PROMPT =>
Can you rewrite the entries below with every "precision sprayer" swapped for "spot sprayer" and nothing else altered?

RAW DATA =>
§ §
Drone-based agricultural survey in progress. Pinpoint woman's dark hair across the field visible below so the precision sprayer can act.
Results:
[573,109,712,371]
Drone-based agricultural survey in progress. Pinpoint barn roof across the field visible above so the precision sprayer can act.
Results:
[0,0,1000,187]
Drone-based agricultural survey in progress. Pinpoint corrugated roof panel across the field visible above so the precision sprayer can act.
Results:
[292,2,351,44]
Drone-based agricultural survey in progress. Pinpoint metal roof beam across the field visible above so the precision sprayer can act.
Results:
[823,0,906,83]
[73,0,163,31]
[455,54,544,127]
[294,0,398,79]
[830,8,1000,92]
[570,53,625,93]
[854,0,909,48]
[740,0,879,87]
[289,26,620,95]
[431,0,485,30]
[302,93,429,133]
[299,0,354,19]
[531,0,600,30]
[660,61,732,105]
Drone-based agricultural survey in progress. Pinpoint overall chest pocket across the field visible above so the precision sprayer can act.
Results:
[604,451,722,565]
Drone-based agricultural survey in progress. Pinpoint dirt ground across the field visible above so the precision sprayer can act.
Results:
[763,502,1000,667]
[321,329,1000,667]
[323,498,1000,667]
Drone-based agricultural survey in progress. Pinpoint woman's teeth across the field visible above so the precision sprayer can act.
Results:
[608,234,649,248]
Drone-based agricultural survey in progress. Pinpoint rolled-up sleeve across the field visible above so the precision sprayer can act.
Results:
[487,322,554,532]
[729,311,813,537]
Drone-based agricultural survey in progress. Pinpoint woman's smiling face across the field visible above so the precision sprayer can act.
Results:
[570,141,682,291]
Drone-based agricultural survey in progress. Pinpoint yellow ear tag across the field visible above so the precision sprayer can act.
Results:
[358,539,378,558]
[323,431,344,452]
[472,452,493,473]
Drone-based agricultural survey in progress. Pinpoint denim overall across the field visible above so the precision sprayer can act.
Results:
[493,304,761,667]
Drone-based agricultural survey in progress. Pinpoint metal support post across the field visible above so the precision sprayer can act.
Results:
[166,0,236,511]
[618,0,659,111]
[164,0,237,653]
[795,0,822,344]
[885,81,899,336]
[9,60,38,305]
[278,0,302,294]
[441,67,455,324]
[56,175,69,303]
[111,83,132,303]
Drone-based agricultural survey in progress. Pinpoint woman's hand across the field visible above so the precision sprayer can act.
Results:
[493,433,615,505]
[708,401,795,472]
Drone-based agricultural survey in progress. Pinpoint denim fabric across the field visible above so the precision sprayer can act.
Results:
§ §
EXERCISE SOLUTION =>
Drone-based agricultural survey in progress. Pinpoint woman's dark hair across the field visible below so the spot sprayer can act.
Results:
[573,109,712,371]
Drone-based agricultural survey in progress. Pinpoint barn roof across the field visible above so the spot sprayer can act.
Results:
[0,0,1000,187]
Drone-based agricultural survey in progress. Pinpoint corrugated roof panel across the field visible above so the spot sprayer can act.
Results:
[292,2,351,44]
Drone-based agricultural survey in progress. Pinpoint metal roof beam across the field visible above so the spot sprayer can act.
Results:
[823,0,906,83]
[73,0,163,31]
[455,54,544,127]
[294,0,398,79]
[830,8,1000,92]
[570,53,625,93]
[854,0,909,48]
[740,0,879,87]
[289,26,620,95]
[431,0,485,30]
[302,93,429,133]
[299,0,354,19]
[531,0,600,30]
[660,61,732,105]
Drone-based agricultural survey in progress. Pinpoint overall chest pocket across the field visible above so the spot sprayer can act.
Results:
[604,451,722,565]
Drone-based agricultural survey in progress. Pinpoint dirt ground across the field visible above so the spot sprayer can act.
Results:
[763,502,1000,667]
[321,329,1000,667]
[323,498,1000,667]
Drone-based agricultural survey in progress. Pinpoint woman's teeth across the field visible above so the spot sprayer can act.
Results:
[608,234,649,248]
Drone-based agricultural survey in progress. Pinpoint rolled-up sleeve across the field visible above so the spot sprayer can act.
Results:
[487,322,554,532]
[729,311,813,537]
Drone-based agricultural survey in progress. Pinpoint woman's smiling face across the field visible above so the spot sprayer can act.
Results:
[570,141,682,291]
Drone-based agricultural survey in progress. Pinpoint yellow ear tag across the field visible above so the spot sprayer can act.
Results:
[358,539,378,558]
[323,431,344,452]
[472,452,493,473]
Drone-based agricultural survey in progress. Pinpoint denim overall across the field visible above so the spot sprayer can act.
Results:
[493,304,761,667]
Drone-based agricultural survey in progress. Pinpoint metal support post across the field visible above so the spot sprayer can act.
Results:
[166,0,236,511]
[618,0,659,111]
[164,0,237,653]
[795,0,822,344]
[885,81,899,336]
[9,60,38,305]
[278,0,302,294]
[441,67,455,324]
[56,175,69,303]
[111,83,132,303]
Drone-based agricultural survey in progress. Pinpoint woman's hand across the field visible above so the spot sprayer can act.
Results:
[493,433,615,505]
[708,401,795,472]
Drone-based agricultural survey in progress. Pinpoint denim fabric across the field visible above so the spot sprayer can act.
Results:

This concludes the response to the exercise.